____ Supplied material
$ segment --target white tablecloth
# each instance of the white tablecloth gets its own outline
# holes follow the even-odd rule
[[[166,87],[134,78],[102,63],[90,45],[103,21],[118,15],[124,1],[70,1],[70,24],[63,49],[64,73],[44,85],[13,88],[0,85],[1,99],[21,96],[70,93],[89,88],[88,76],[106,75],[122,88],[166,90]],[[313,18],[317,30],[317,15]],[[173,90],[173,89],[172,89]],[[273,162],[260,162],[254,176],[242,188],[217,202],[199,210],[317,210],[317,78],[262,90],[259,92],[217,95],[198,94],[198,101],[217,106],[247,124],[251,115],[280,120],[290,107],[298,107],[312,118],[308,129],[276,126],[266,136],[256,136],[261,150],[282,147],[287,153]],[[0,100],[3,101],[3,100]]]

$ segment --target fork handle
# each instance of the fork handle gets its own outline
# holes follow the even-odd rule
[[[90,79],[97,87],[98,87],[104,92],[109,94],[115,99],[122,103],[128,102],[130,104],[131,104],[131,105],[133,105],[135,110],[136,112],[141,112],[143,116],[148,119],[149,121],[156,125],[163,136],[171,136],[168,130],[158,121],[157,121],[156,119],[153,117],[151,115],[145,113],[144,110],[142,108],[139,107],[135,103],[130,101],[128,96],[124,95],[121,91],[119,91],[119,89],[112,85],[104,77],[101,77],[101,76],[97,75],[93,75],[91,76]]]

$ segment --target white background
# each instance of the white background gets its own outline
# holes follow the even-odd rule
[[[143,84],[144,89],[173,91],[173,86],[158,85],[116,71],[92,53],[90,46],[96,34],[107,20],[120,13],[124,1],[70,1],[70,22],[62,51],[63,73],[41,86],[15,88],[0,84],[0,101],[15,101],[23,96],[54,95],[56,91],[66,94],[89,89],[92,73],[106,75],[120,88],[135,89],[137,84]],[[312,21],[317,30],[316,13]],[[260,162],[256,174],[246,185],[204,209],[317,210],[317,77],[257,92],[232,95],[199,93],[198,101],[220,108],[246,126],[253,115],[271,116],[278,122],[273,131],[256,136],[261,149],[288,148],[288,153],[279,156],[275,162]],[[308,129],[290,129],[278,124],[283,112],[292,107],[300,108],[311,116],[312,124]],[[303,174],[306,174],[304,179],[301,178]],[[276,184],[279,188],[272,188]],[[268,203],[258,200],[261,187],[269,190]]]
________
Exercise brief: With the line containing "--target fork handle" as the first and the last line of the records as the final one, print exactly the lines in that span.

Result below:
$ segment --target fork handle
# each instance of the fork handle gets its own outline
# holes follow the even-odd rule
[[[90,79],[97,87],[98,87],[104,92],[109,94],[115,99],[122,103],[128,102],[130,104],[131,104],[131,105],[133,105],[135,110],[136,112],[141,112],[143,116],[148,119],[149,121],[156,125],[163,136],[171,136],[168,130],[158,121],[157,121],[156,119],[153,117],[151,115],[145,113],[144,110],[142,108],[139,107],[135,103],[130,101],[128,96],[124,95],[121,91],[119,91],[119,89],[112,85],[104,77],[101,77],[101,76],[97,75],[93,75],[91,76]]]

$ segment --target white background
# each instance of the white background gets its own outline
# holes follow the even-odd rule
[[[143,84],[144,89],[173,91],[173,86],[158,85],[116,71],[92,53],[90,46],[96,34],[107,20],[120,13],[124,1],[70,1],[70,22],[62,51],[63,73],[41,86],[15,88],[0,84],[0,101],[15,101],[23,96],[54,95],[56,91],[66,94],[89,89],[92,73],[106,75],[120,88],[135,89],[137,84]],[[312,21],[317,30],[316,13]],[[260,162],[256,174],[246,185],[204,209],[317,210],[317,77],[257,92],[232,95],[199,93],[198,101],[220,108],[246,126],[253,115],[271,116],[278,122],[273,131],[256,136],[261,149],[288,148],[288,153],[279,156],[275,162]],[[308,129],[290,129],[278,124],[283,112],[292,107],[300,108],[311,116],[312,124]],[[303,174],[306,174],[304,179],[301,178]],[[276,184],[279,188],[272,188]],[[268,203],[258,200],[261,187],[269,190]]]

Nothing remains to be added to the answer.